* **YOUR OBJECTIVE**
Update everything from the line containing "the neck, farthest" down to the line containing "x=164 y=102" by changing "glasses lens" to "eyeglass lens" and leaving the rest untouched. Return only those lines.

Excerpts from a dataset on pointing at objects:
= = =

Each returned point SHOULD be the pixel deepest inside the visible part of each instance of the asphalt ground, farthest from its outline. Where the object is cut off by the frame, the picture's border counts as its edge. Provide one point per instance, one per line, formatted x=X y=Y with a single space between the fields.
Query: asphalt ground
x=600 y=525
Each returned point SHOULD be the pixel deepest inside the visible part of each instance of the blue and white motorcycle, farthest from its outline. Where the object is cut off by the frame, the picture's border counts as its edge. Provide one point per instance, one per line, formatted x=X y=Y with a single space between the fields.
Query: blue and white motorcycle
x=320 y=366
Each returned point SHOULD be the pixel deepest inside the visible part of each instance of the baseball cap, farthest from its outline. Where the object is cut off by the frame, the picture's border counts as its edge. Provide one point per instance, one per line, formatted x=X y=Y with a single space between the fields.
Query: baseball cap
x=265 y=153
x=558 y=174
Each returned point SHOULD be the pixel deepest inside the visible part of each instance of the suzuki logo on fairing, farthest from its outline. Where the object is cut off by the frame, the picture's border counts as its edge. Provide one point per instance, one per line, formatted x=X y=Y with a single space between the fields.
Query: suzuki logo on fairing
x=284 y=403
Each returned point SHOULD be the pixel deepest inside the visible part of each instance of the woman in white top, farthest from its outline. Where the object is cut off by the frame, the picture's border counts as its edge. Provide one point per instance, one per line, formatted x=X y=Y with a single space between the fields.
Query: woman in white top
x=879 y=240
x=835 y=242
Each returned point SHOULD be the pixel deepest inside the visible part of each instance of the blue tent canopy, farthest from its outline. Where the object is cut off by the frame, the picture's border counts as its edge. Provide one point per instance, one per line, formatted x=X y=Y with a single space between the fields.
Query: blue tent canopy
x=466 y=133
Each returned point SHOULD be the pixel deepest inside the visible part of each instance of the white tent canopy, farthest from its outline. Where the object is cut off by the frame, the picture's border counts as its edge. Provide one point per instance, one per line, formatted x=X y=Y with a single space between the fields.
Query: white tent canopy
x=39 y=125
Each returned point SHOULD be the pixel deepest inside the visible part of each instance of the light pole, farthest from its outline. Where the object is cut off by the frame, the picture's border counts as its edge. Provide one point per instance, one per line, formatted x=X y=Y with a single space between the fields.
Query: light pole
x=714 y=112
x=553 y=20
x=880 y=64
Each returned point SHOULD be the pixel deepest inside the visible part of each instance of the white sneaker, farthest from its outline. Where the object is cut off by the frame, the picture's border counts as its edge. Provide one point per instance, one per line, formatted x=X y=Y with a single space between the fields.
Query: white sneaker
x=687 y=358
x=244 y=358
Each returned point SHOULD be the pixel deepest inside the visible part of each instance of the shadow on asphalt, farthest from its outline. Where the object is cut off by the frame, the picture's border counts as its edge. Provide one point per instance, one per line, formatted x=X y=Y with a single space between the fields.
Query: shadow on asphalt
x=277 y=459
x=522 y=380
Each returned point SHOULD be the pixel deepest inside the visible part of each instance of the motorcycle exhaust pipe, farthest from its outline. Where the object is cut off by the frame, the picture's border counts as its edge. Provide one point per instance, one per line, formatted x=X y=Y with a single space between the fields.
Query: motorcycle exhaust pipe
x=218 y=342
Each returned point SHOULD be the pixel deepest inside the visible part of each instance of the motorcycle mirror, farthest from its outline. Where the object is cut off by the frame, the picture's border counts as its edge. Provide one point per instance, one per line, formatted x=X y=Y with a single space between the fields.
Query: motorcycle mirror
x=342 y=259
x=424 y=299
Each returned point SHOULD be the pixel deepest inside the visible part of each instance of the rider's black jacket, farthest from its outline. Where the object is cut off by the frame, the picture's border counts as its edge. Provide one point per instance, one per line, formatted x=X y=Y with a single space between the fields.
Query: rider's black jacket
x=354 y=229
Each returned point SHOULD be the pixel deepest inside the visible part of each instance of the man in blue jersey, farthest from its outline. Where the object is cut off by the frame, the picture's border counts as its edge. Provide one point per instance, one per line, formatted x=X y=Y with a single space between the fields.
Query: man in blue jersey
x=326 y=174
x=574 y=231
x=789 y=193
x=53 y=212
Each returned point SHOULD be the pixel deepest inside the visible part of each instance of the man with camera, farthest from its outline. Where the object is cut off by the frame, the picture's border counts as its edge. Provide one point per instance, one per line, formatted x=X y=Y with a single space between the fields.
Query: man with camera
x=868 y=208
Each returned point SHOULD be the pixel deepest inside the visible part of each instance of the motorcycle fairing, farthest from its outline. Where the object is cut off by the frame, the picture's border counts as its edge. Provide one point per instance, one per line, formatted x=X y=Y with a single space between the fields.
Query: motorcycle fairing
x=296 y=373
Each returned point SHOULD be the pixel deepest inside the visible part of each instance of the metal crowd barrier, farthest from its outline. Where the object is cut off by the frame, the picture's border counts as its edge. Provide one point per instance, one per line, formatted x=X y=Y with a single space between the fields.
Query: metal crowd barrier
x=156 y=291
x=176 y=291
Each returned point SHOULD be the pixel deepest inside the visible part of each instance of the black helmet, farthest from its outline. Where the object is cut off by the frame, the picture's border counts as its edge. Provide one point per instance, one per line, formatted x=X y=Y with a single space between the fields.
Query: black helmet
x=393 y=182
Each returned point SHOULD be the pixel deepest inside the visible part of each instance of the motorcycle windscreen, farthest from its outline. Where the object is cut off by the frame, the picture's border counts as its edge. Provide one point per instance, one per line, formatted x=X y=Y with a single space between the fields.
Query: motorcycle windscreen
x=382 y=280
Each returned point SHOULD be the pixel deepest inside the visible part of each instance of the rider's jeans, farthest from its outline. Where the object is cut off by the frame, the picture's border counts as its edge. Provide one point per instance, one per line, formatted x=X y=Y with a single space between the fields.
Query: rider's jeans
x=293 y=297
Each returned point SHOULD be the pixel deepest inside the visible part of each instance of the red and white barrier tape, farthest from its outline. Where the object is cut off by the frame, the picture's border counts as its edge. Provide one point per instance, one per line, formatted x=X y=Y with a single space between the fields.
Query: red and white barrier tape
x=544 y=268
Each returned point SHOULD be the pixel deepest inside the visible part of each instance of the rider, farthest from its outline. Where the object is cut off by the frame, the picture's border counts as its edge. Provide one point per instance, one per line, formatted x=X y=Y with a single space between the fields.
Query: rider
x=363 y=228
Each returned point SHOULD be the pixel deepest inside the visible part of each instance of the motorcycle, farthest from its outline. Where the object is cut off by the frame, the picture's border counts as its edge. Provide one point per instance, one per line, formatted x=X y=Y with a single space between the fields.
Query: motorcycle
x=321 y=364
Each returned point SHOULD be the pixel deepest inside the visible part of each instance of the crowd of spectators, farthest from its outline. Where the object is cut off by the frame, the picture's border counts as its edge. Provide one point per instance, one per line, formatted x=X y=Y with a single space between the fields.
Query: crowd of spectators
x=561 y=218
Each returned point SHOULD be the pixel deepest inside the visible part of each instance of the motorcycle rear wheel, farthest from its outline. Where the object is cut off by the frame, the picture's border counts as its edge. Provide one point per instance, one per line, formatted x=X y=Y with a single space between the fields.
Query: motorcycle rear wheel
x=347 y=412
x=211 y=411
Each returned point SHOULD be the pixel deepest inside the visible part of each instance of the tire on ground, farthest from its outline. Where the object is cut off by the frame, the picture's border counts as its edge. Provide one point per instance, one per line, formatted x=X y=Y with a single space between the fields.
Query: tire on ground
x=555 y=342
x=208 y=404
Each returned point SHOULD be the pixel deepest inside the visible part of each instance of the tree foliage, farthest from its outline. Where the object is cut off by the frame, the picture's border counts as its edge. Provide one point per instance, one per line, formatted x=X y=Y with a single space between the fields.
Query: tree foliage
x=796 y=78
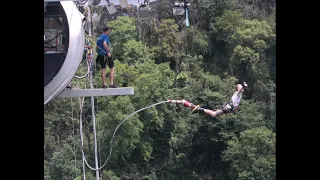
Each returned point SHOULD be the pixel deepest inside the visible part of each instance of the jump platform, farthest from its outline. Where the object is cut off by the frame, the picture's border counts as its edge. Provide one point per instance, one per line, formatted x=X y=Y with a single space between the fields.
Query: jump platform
x=67 y=93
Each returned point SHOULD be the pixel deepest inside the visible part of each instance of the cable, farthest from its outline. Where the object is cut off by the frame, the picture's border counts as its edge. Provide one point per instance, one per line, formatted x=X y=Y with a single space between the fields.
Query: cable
x=113 y=136
x=88 y=71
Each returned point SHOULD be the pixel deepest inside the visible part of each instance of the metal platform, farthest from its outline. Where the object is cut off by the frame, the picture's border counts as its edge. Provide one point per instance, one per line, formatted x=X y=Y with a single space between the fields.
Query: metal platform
x=96 y=92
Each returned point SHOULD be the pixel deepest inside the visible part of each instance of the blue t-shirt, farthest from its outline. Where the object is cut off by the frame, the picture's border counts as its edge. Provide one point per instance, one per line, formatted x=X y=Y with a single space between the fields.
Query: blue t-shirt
x=100 y=41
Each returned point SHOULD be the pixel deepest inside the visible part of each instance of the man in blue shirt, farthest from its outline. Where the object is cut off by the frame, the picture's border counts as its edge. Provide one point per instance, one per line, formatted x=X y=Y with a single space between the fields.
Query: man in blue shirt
x=104 y=57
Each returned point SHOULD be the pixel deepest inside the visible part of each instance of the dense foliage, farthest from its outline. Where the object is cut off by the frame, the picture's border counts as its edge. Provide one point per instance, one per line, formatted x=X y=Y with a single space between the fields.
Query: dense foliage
x=228 y=41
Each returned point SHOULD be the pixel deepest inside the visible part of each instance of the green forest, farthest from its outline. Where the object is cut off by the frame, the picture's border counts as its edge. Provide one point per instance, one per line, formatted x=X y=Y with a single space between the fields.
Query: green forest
x=227 y=42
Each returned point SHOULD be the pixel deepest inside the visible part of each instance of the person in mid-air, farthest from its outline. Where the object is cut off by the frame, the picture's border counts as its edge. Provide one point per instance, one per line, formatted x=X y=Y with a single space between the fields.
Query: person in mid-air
x=229 y=107
x=104 y=57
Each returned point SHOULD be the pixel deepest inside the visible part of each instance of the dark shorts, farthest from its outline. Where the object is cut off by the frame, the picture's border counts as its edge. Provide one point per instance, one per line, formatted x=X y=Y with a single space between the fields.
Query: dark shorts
x=104 y=60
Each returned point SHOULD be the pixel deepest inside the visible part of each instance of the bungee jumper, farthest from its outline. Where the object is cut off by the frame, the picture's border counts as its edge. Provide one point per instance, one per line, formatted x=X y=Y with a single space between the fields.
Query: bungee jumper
x=228 y=107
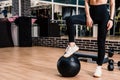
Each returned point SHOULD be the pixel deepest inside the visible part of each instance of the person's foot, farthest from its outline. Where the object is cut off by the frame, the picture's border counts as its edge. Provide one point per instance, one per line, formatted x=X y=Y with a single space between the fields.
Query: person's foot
x=70 y=50
x=98 y=72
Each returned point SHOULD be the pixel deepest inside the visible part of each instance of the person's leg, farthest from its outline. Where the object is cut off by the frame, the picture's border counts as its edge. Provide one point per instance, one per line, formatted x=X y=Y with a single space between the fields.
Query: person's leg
x=100 y=16
x=70 y=21
x=102 y=31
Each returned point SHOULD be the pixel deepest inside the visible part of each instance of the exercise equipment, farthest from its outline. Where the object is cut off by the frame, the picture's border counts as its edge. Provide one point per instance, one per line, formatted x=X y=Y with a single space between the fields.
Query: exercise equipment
x=89 y=57
x=111 y=65
x=111 y=52
x=68 y=67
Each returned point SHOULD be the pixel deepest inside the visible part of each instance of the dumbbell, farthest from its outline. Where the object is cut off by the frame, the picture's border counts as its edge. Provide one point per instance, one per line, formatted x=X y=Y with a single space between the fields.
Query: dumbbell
x=111 y=52
x=111 y=65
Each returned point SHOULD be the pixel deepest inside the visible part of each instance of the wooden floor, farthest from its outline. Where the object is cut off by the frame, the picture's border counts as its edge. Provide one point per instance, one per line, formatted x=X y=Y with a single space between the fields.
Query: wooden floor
x=39 y=63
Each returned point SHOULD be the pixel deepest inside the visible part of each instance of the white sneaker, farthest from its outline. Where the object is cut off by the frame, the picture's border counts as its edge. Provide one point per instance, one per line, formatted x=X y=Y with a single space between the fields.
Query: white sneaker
x=98 y=72
x=70 y=50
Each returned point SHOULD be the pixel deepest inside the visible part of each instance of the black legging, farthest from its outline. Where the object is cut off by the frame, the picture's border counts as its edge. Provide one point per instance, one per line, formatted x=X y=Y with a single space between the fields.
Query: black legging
x=100 y=16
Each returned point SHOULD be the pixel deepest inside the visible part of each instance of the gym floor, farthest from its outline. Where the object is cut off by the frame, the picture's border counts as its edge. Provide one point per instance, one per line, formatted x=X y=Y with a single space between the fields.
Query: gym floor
x=39 y=63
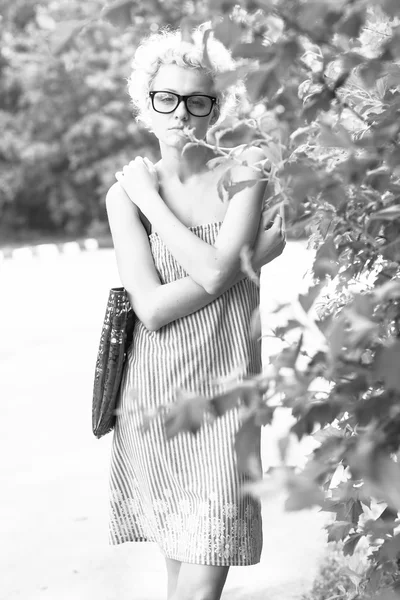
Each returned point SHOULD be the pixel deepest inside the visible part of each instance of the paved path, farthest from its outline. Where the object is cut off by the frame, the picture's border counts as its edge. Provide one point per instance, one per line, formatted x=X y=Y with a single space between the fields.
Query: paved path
x=53 y=476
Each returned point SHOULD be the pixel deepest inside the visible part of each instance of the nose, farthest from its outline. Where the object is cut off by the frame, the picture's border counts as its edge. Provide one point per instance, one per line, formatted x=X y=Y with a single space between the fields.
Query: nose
x=181 y=112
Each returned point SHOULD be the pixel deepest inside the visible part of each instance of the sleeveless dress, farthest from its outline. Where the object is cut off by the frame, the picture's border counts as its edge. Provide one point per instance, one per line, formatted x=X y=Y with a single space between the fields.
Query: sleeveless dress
x=185 y=493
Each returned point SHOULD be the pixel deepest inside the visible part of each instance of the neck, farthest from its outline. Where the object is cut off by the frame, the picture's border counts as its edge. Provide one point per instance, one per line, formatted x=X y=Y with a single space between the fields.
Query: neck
x=183 y=165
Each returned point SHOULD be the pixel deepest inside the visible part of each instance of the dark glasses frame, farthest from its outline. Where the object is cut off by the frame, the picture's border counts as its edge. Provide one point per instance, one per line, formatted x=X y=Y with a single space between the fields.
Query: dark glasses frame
x=185 y=100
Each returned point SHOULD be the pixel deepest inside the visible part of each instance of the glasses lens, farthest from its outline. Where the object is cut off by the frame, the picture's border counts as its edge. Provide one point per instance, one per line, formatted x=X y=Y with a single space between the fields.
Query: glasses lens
x=200 y=106
x=164 y=102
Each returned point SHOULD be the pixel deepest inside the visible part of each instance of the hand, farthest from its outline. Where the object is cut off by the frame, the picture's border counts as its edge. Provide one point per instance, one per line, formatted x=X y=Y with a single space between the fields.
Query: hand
x=137 y=177
x=269 y=243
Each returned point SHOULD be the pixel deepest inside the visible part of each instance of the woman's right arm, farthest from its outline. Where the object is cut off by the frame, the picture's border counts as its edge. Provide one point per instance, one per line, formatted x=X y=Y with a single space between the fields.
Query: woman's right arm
x=154 y=303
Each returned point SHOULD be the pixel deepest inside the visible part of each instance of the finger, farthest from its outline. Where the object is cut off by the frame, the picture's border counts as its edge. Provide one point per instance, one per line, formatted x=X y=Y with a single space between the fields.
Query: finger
x=282 y=214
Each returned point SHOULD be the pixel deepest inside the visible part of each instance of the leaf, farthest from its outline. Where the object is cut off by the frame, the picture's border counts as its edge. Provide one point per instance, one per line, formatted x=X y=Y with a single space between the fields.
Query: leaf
x=60 y=38
x=336 y=335
x=360 y=329
x=387 y=214
x=239 y=133
x=351 y=543
x=351 y=24
x=224 y=402
x=228 y=32
x=339 y=530
x=318 y=103
x=303 y=493
x=187 y=414
x=288 y=357
x=391 y=7
x=326 y=259
x=252 y=50
x=387 y=365
x=371 y=71
x=307 y=300
x=354 y=577
x=263 y=83
x=247 y=447
x=330 y=139
x=390 y=548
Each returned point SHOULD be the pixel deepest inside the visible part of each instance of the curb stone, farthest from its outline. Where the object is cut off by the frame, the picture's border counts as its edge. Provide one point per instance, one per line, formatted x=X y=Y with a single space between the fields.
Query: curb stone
x=50 y=250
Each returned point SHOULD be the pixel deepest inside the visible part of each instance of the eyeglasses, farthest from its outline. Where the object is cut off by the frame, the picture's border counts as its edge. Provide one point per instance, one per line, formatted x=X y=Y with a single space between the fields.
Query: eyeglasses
x=198 y=105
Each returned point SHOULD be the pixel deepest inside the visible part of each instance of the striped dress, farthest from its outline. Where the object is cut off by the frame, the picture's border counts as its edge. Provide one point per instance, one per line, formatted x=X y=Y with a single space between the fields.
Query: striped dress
x=185 y=493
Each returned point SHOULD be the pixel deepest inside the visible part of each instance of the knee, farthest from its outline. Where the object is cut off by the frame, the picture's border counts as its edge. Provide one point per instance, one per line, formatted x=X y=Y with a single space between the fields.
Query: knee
x=204 y=592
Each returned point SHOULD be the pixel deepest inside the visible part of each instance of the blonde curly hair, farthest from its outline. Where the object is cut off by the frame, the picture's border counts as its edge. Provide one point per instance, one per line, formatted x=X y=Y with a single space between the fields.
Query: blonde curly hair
x=167 y=47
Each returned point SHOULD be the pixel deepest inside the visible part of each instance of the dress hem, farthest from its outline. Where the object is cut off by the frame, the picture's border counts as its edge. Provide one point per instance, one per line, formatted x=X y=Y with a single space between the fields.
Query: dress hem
x=177 y=557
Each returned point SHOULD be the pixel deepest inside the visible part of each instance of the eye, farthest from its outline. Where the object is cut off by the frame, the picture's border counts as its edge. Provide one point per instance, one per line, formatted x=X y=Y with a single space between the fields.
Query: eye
x=198 y=101
x=165 y=98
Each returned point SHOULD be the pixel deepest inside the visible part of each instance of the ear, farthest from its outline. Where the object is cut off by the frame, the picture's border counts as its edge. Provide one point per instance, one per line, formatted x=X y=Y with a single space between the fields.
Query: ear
x=215 y=115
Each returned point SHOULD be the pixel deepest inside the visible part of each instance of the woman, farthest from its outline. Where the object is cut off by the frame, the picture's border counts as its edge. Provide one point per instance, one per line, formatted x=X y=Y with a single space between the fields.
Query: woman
x=193 y=331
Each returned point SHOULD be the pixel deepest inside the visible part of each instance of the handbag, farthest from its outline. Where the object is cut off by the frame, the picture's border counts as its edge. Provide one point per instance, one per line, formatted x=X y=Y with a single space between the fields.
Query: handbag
x=115 y=340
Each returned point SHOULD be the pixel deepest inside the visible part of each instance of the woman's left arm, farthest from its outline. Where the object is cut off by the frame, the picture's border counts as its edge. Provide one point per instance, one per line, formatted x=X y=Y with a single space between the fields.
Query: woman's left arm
x=211 y=266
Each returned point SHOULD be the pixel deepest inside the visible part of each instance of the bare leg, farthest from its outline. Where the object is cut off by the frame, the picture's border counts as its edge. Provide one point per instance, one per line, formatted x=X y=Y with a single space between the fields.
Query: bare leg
x=173 y=568
x=200 y=582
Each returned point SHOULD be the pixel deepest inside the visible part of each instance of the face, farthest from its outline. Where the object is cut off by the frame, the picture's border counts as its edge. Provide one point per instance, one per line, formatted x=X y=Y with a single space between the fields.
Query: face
x=168 y=128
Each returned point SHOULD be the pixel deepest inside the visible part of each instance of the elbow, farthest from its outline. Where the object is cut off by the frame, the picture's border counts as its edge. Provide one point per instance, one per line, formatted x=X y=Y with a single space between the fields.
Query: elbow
x=147 y=314
x=152 y=323
x=215 y=283
x=150 y=319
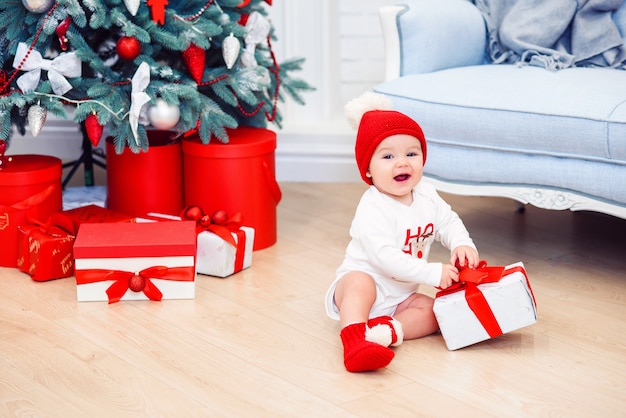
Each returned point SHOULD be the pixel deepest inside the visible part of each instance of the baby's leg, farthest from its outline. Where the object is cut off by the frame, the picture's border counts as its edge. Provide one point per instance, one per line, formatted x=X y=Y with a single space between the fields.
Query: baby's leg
x=416 y=316
x=354 y=296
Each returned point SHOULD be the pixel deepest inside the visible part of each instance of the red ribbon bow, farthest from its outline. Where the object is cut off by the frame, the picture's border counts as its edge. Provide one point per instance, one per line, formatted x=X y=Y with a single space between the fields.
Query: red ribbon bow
x=224 y=229
x=135 y=281
x=469 y=279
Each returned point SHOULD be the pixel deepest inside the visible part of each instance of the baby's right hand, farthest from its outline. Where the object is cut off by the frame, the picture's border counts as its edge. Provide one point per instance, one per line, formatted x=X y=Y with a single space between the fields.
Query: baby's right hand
x=449 y=275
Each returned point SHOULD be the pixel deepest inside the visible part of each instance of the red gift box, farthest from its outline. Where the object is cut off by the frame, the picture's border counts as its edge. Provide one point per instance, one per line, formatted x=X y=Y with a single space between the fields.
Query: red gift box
x=135 y=261
x=224 y=245
x=45 y=251
x=30 y=187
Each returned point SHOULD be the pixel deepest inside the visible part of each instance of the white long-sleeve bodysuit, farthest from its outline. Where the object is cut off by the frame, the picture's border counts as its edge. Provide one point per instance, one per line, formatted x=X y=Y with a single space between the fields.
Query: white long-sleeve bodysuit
x=391 y=242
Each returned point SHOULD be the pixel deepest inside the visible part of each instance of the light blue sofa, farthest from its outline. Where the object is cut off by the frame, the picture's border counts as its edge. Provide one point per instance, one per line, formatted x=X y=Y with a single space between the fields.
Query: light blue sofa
x=554 y=139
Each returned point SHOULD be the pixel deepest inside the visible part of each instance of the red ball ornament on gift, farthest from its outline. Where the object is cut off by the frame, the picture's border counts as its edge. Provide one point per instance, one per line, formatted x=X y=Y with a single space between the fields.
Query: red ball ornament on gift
x=137 y=283
x=193 y=213
x=219 y=217
x=128 y=48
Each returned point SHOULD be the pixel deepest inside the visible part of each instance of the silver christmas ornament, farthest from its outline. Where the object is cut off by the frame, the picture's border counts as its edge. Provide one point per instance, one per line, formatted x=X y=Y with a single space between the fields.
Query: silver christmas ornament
x=230 y=50
x=132 y=6
x=37 y=6
x=36 y=118
x=163 y=115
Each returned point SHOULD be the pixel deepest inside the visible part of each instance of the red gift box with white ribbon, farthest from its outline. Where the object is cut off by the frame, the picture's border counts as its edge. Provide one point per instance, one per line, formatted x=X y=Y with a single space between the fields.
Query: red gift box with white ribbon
x=44 y=251
x=135 y=261
x=485 y=303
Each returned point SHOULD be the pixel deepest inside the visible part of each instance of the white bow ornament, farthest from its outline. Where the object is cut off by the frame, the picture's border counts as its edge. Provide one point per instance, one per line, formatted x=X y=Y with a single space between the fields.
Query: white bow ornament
x=258 y=29
x=64 y=65
x=138 y=96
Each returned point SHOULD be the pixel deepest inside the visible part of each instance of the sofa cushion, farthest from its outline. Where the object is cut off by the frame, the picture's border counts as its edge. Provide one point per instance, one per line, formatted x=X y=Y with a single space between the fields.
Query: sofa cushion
x=575 y=112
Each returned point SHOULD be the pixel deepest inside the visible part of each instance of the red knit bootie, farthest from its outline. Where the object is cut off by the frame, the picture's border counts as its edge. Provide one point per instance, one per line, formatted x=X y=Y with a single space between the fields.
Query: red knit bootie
x=360 y=355
x=384 y=330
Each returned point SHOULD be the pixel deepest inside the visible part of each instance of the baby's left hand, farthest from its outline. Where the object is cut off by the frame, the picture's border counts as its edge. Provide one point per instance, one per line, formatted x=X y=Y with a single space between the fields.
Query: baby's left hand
x=465 y=256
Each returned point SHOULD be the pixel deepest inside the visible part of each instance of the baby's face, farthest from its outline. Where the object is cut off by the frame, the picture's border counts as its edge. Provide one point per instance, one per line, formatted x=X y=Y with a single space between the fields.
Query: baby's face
x=397 y=166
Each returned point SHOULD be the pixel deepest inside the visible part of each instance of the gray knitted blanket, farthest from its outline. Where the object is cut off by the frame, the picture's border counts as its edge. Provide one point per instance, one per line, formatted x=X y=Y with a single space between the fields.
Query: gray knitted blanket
x=554 y=34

= = =

* **ANSWER FOR THE TASK**
Each returned point SHOULD be the pixel deepest inside the visible part of each instance of the neck, farthest from its outline. Where the object is cut off by the frame, the picture's border counts as its edge. Provide one point per instance, one per line, formatted x=X y=Y with a single space between the fields.
Query: neck
x=183 y=165
Each returned point SHOULD be the pixel deepest inside the visible part of each instance of the dark glasses frame, farthest from its outline. Where the object is cut off by the frame, the picture's border counts as its edge. Provide one point per instance, one per line, formatted x=X y=Y with a single space between the fields.
Query: dark glasses frame
x=185 y=100
Each returned point SHOULD be the pixel deepest inside the visible part of each instance of the eyeglass lens, farthest from its outline. Where the object is cut off by the frame, the picture's border counts as its edge. Provide one point per instance, one per line, formatted x=X y=Y with a single space between the fields.
Query: eyeglass lens
x=200 y=106
x=164 y=102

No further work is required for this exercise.